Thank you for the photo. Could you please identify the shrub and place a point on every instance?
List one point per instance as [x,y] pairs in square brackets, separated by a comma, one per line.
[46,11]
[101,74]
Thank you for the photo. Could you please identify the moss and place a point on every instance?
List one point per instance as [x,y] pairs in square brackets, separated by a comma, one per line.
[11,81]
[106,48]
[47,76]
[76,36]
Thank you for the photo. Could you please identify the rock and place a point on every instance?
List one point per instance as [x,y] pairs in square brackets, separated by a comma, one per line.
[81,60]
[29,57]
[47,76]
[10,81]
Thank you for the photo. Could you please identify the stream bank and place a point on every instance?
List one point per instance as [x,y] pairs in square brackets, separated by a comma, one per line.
:::::
Taking care to match every character, output all of the entries above.

Thank you for the photo. Could you please identify the shrub and place a point on every instance?
List one point per instance as [x,y] pairs in square brackets, separated by a comma, one per line.
[46,11]
[101,74]
Thank you for the photo. Could you please identify the moss and place a point on every instance?
List one point per instance as [x,y] pairs in square brackets, separated by a comma, one per line.
[11,81]
[106,48]
[47,76]
[76,36]
Thank you for the photo. Could you please identify the rock and place a point on every instance?
List one point per instance as [x,y] pairs in square brackets, separated by a comma, one per line.
[81,60]
[29,57]
[47,76]
[10,81]
Thank you for the photo. Could you please identify the stream bank and place a point on every instance?
List one point per instance as [x,y] pairs in square brackets, separated by a comma, one per line.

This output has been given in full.